TASK BRIEF: Extract, exactly and without pictures, every line from the one that includes "Please put a marker on the stadium stand" through the final line of the material below.

[Object point labels]
= = = = = = =
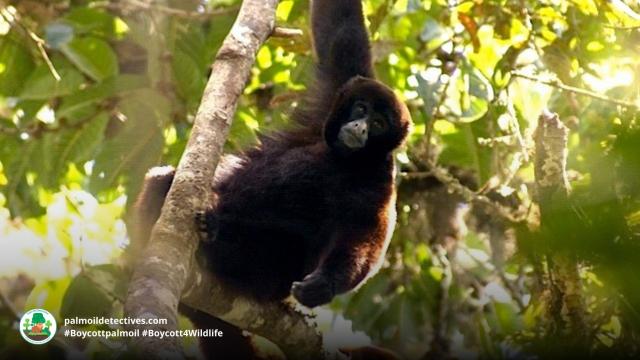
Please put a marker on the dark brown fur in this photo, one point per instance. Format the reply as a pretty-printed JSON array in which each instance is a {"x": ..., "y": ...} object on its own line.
[{"x": 297, "y": 213}]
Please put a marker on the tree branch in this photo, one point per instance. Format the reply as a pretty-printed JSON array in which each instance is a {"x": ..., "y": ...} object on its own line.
[
  {"x": 559, "y": 85},
  {"x": 167, "y": 264},
  {"x": 563, "y": 286}
]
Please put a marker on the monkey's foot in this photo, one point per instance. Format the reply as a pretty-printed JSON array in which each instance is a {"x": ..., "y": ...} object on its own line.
[{"x": 314, "y": 290}]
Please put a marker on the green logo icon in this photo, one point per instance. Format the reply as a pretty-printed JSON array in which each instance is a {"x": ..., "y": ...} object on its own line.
[{"x": 37, "y": 326}]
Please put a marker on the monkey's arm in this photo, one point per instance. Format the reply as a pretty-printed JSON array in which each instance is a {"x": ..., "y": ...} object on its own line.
[
  {"x": 358, "y": 252},
  {"x": 341, "y": 41}
]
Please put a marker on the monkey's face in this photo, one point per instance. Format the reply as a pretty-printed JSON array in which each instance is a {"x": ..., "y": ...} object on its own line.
[{"x": 366, "y": 118}]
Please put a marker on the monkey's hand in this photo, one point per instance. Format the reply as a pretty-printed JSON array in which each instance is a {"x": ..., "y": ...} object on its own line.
[
  {"x": 316, "y": 289},
  {"x": 207, "y": 224}
]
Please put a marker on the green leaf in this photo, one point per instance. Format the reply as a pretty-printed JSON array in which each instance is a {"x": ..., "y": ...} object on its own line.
[
  {"x": 15, "y": 65},
  {"x": 72, "y": 145},
  {"x": 58, "y": 34},
  {"x": 48, "y": 295},
  {"x": 87, "y": 20},
  {"x": 139, "y": 144},
  {"x": 93, "y": 292},
  {"x": 42, "y": 85},
  {"x": 82, "y": 103},
  {"x": 92, "y": 56}
]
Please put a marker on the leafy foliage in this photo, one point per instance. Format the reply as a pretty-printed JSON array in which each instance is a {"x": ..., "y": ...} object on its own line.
[{"x": 461, "y": 277}]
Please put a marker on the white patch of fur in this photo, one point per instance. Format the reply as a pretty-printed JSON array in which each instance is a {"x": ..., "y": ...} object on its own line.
[{"x": 159, "y": 171}]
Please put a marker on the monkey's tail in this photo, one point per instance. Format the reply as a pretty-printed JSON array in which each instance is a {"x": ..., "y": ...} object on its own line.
[
  {"x": 146, "y": 210},
  {"x": 233, "y": 344}
]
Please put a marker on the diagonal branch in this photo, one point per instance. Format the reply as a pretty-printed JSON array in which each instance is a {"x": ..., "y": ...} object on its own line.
[{"x": 167, "y": 265}]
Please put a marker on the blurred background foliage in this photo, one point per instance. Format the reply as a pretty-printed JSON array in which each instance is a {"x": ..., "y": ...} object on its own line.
[{"x": 93, "y": 93}]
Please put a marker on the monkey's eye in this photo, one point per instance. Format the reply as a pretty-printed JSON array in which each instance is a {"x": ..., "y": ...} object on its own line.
[
  {"x": 378, "y": 124},
  {"x": 359, "y": 110}
]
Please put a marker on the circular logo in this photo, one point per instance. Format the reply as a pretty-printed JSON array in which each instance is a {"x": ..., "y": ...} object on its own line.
[{"x": 37, "y": 326}]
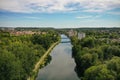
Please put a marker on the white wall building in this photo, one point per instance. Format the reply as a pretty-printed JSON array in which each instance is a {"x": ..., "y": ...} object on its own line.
[{"x": 81, "y": 35}]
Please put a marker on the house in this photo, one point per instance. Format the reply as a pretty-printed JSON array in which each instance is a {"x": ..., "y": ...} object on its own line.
[{"x": 81, "y": 35}]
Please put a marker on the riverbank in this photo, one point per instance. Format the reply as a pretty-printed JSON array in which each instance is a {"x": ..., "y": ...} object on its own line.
[{"x": 41, "y": 62}]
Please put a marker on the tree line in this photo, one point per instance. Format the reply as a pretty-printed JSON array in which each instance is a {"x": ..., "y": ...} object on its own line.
[
  {"x": 18, "y": 54},
  {"x": 97, "y": 56}
]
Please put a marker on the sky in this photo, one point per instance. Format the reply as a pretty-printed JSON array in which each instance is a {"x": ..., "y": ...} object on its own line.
[{"x": 60, "y": 13}]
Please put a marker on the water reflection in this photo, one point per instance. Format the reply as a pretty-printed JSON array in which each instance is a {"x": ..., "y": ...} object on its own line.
[{"x": 62, "y": 65}]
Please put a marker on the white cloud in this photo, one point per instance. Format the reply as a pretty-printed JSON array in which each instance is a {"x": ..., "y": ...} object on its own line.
[
  {"x": 29, "y": 6},
  {"x": 88, "y": 17},
  {"x": 83, "y": 17}
]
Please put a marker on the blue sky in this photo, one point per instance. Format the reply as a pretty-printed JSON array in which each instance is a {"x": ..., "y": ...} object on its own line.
[{"x": 60, "y": 13}]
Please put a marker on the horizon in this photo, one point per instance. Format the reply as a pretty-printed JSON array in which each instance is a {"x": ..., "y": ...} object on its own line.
[{"x": 60, "y": 14}]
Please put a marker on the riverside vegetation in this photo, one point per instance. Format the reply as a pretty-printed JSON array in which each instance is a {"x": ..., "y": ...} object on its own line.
[
  {"x": 97, "y": 56},
  {"x": 19, "y": 54}
]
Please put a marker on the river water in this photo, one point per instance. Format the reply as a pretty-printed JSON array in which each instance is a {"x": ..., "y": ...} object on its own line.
[{"x": 62, "y": 64}]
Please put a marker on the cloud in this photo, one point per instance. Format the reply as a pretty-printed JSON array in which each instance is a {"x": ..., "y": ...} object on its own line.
[
  {"x": 48, "y": 6},
  {"x": 83, "y": 17},
  {"x": 88, "y": 17}
]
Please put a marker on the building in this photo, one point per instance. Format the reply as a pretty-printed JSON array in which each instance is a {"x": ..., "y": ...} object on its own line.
[
  {"x": 81, "y": 35},
  {"x": 72, "y": 33}
]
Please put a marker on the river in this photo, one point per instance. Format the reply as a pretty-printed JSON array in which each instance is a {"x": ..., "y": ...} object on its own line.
[{"x": 62, "y": 64}]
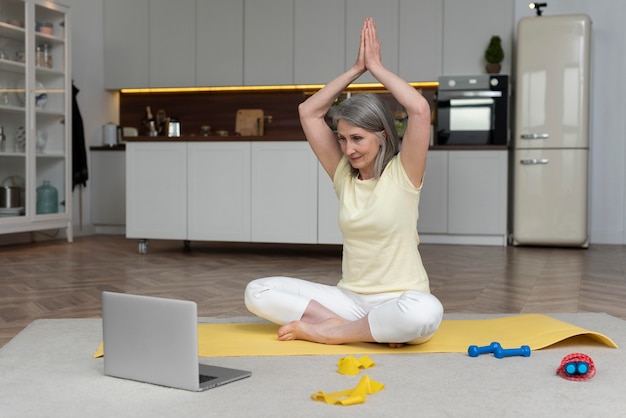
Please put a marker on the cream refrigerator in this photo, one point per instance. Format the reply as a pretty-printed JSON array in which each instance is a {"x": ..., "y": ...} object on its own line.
[{"x": 551, "y": 131}]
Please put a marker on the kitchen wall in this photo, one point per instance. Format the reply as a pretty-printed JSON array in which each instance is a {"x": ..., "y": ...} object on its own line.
[{"x": 608, "y": 142}]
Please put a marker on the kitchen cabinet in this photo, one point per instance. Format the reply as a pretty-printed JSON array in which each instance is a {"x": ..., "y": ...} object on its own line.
[
  {"x": 108, "y": 180},
  {"x": 284, "y": 192},
  {"x": 219, "y": 43},
  {"x": 319, "y": 52},
  {"x": 35, "y": 103},
  {"x": 156, "y": 191},
  {"x": 218, "y": 191},
  {"x": 268, "y": 40},
  {"x": 126, "y": 43},
  {"x": 221, "y": 191},
  {"x": 464, "y": 198}
]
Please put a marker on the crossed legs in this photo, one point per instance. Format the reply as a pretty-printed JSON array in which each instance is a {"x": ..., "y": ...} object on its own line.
[{"x": 397, "y": 318}]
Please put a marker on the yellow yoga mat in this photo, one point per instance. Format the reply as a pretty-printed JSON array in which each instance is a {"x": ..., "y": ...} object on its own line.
[{"x": 454, "y": 336}]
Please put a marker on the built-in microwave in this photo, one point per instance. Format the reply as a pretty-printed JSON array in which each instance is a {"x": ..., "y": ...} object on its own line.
[{"x": 473, "y": 110}]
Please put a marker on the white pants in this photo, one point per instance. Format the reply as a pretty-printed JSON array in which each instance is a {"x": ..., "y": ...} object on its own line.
[{"x": 400, "y": 317}]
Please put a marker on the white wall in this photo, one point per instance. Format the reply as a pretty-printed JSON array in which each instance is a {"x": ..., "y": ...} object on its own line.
[
  {"x": 608, "y": 119},
  {"x": 97, "y": 106},
  {"x": 607, "y": 175}
]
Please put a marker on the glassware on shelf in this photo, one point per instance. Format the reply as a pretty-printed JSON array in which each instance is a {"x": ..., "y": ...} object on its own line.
[{"x": 47, "y": 198}]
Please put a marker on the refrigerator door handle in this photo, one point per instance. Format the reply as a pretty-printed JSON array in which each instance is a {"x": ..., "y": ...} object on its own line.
[
  {"x": 534, "y": 161},
  {"x": 535, "y": 136}
]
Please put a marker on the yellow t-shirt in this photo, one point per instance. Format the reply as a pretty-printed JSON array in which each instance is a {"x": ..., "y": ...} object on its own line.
[{"x": 378, "y": 220}]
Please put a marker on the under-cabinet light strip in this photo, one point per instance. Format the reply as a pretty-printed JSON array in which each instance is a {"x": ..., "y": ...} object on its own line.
[{"x": 292, "y": 87}]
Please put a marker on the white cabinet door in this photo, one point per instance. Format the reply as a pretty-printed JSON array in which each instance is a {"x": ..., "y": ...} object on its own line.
[
  {"x": 420, "y": 39},
  {"x": 126, "y": 43},
  {"x": 385, "y": 14},
  {"x": 284, "y": 192},
  {"x": 219, "y": 43},
  {"x": 108, "y": 181},
  {"x": 268, "y": 42},
  {"x": 219, "y": 191},
  {"x": 327, "y": 210},
  {"x": 156, "y": 190},
  {"x": 433, "y": 209},
  {"x": 319, "y": 55},
  {"x": 172, "y": 43},
  {"x": 477, "y": 195}
]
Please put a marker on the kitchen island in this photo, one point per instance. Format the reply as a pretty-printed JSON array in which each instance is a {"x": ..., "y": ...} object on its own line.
[{"x": 271, "y": 189}]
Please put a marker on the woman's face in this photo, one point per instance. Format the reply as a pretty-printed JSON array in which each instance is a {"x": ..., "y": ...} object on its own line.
[{"x": 359, "y": 146}]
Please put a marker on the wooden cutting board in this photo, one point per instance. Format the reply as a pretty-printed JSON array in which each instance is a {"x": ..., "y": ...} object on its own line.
[{"x": 249, "y": 122}]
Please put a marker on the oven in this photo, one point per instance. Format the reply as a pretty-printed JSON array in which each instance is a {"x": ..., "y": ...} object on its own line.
[{"x": 473, "y": 110}]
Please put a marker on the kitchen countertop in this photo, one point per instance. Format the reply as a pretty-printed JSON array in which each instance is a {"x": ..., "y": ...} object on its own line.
[{"x": 267, "y": 138}]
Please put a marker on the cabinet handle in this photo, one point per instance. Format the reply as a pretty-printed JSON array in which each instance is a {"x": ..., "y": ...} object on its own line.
[
  {"x": 535, "y": 136},
  {"x": 533, "y": 161}
]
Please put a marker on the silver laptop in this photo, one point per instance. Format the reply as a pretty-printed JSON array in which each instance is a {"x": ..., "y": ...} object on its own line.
[{"x": 155, "y": 340}]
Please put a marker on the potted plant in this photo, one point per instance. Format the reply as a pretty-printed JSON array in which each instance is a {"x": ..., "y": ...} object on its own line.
[{"x": 494, "y": 54}]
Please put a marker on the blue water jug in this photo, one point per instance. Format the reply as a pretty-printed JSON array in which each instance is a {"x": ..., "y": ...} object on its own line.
[{"x": 47, "y": 198}]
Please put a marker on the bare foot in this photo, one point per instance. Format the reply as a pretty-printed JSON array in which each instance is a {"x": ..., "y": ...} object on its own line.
[
  {"x": 396, "y": 345},
  {"x": 326, "y": 332}
]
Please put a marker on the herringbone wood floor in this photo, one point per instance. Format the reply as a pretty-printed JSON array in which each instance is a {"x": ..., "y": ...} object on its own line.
[{"x": 55, "y": 279}]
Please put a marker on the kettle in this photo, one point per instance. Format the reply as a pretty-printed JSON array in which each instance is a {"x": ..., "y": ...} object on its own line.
[
  {"x": 173, "y": 127},
  {"x": 111, "y": 134}
]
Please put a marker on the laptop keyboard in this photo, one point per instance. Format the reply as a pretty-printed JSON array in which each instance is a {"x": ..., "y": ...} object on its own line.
[{"x": 205, "y": 378}]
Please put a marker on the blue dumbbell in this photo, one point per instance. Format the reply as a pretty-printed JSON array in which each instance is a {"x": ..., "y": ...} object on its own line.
[
  {"x": 475, "y": 351},
  {"x": 509, "y": 352}
]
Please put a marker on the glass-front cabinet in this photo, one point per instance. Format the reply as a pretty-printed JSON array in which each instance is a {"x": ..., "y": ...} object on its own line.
[{"x": 35, "y": 117}]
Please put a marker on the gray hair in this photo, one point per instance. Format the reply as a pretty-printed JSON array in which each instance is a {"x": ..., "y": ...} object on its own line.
[{"x": 367, "y": 111}]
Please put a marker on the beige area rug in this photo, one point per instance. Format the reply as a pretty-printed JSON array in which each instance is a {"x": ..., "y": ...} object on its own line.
[
  {"x": 49, "y": 370},
  {"x": 454, "y": 336}
]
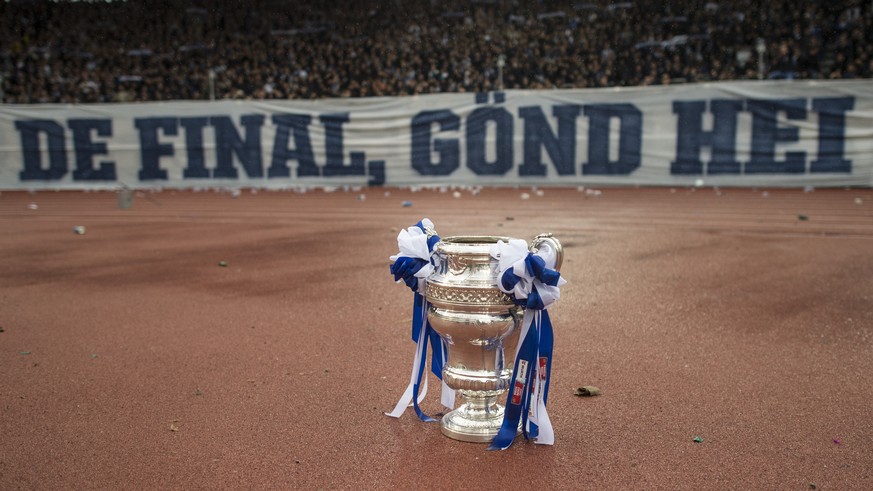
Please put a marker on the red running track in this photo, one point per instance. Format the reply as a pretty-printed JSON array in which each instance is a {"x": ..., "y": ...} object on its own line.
[{"x": 131, "y": 360}]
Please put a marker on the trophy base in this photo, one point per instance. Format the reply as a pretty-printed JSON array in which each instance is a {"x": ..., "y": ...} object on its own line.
[{"x": 469, "y": 424}]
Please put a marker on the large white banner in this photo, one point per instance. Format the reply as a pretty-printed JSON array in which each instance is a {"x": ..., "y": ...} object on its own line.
[{"x": 811, "y": 133}]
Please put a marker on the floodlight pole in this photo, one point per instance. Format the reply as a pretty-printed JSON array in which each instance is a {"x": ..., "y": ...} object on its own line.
[
  {"x": 760, "y": 47},
  {"x": 211, "y": 84},
  {"x": 501, "y": 62}
]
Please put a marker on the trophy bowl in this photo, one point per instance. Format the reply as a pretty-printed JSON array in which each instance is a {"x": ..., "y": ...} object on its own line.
[{"x": 480, "y": 325}]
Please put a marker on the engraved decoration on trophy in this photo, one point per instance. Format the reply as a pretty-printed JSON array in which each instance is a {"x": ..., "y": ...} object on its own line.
[{"x": 483, "y": 295}]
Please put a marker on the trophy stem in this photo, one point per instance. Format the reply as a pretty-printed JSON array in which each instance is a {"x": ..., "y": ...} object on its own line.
[{"x": 477, "y": 419}]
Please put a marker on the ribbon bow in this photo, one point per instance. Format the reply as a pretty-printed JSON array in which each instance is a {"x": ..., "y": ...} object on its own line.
[
  {"x": 533, "y": 283},
  {"x": 412, "y": 265}
]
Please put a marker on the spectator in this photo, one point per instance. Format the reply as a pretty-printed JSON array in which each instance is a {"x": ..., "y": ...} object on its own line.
[{"x": 69, "y": 52}]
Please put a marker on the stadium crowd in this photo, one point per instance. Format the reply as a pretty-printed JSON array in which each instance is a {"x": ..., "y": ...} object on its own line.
[{"x": 121, "y": 51}]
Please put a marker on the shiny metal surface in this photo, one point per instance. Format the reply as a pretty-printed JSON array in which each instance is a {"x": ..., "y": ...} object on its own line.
[{"x": 481, "y": 327}]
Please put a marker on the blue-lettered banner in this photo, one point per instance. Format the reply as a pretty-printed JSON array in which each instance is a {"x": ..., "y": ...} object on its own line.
[{"x": 801, "y": 133}]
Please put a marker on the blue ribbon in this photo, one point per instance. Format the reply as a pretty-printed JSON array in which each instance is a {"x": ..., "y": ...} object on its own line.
[
  {"x": 404, "y": 268},
  {"x": 536, "y": 349}
]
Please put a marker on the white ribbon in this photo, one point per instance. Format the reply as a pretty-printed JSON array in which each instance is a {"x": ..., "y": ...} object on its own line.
[
  {"x": 512, "y": 255},
  {"x": 412, "y": 242}
]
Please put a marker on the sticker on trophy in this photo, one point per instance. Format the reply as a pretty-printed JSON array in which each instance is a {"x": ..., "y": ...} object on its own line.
[{"x": 518, "y": 390}]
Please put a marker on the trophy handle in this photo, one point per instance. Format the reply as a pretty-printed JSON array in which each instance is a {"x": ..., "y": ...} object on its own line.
[{"x": 550, "y": 241}]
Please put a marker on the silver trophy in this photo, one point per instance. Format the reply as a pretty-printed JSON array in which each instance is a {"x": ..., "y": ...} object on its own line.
[{"x": 481, "y": 327}]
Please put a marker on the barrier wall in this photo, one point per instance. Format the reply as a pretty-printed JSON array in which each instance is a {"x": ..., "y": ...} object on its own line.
[{"x": 801, "y": 133}]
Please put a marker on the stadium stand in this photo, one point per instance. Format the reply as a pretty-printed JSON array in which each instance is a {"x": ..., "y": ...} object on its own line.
[{"x": 87, "y": 52}]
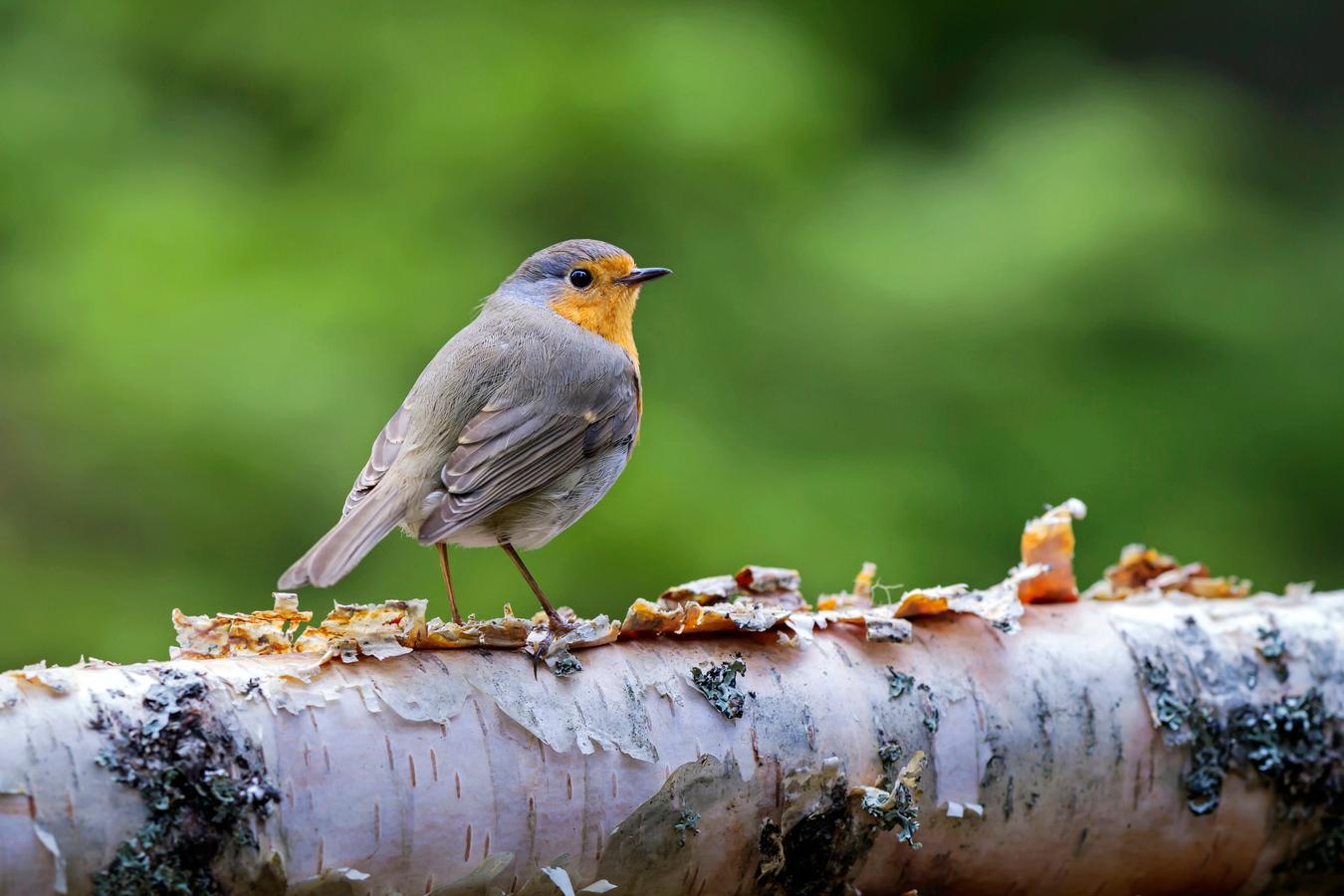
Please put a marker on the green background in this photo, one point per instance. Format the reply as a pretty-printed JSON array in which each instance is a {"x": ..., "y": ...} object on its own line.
[{"x": 934, "y": 268}]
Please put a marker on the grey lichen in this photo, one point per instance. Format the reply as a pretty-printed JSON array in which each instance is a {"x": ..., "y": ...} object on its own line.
[
  {"x": 202, "y": 784},
  {"x": 895, "y": 800},
  {"x": 1171, "y": 711},
  {"x": 719, "y": 685},
  {"x": 930, "y": 708},
  {"x": 1274, "y": 652},
  {"x": 687, "y": 821},
  {"x": 899, "y": 683}
]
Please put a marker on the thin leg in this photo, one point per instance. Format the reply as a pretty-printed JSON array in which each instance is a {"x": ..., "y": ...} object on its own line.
[
  {"x": 448, "y": 580},
  {"x": 557, "y": 625}
]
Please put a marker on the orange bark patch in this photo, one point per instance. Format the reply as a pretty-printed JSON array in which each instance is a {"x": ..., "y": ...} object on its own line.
[{"x": 1048, "y": 541}]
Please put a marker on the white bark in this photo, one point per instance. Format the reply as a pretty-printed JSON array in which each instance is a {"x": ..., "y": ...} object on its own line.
[{"x": 422, "y": 769}]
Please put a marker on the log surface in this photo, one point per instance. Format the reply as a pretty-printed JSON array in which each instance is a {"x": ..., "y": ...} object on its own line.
[{"x": 422, "y": 769}]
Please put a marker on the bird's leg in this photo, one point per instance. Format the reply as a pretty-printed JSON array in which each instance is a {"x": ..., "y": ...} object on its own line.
[
  {"x": 448, "y": 580},
  {"x": 557, "y": 623}
]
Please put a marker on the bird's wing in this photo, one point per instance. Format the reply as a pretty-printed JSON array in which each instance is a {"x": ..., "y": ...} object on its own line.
[
  {"x": 386, "y": 448},
  {"x": 514, "y": 446}
]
= = = = = = =
FULL SOLUTION:
Please put a marker on the stadium stand in this photo, one point per instance. Format the reply as a pretty-printed JSON array in which each instance is a {"x": ..., "y": ...} object on its own line.
[{"x": 87, "y": 52}]
Please put a marker on the green background in this photo, one point per instance. Format the reply as a pretty-printed JSON array in which each instance is a {"x": ..., "y": ...} object on its own line.
[{"x": 934, "y": 268}]
Please put a marker on the grey lichen in this photo, one point per instance. Format the reply as a pretty-printed JSON array in which each instance is a {"x": ..., "y": ...} object on its own line.
[
  {"x": 202, "y": 784},
  {"x": 895, "y": 800},
  {"x": 1171, "y": 711},
  {"x": 719, "y": 685},
  {"x": 930, "y": 708},
  {"x": 1274, "y": 652},
  {"x": 687, "y": 821},
  {"x": 899, "y": 683}
]
Please put a marker on the thin leg in this photo, one point per instance. Format the reply as a pretty-printed JSON array in which each instance is a {"x": ..., "y": ...} object on its own line.
[
  {"x": 448, "y": 580},
  {"x": 557, "y": 625}
]
Please put a marker on the orange bark patch in this photo, one point per instance. Format the reply as a pretty-printed JSON array in which each instance is a {"x": ..., "y": ...} object on its own line.
[{"x": 1048, "y": 541}]
Please put a marker on the white bark in this photo, one point per instance. Format the reply as a pretty-printed JSON array in which each instance is a {"x": ..., "y": ...} object on its own line.
[{"x": 422, "y": 769}]
Please put a marker on the log surface in this photo, one point per instance. Format the reply as a pretty-printed JSON array in which each instance is a {"x": ..., "y": ...} object on its own line.
[{"x": 422, "y": 769}]
Please put a marker on the bird's leg in this photo, one point per instance. Format the reply as a pretty-printed JSON array in which each instance is a {"x": ..., "y": ...} object on its own line.
[
  {"x": 448, "y": 580},
  {"x": 557, "y": 623}
]
Please put a marker on the bird's wing in this photo, one point per instance. Format the reply as a pretty-printed JSON array in which each instance is a {"x": ..., "y": ...} object on its own line.
[
  {"x": 386, "y": 448},
  {"x": 514, "y": 446}
]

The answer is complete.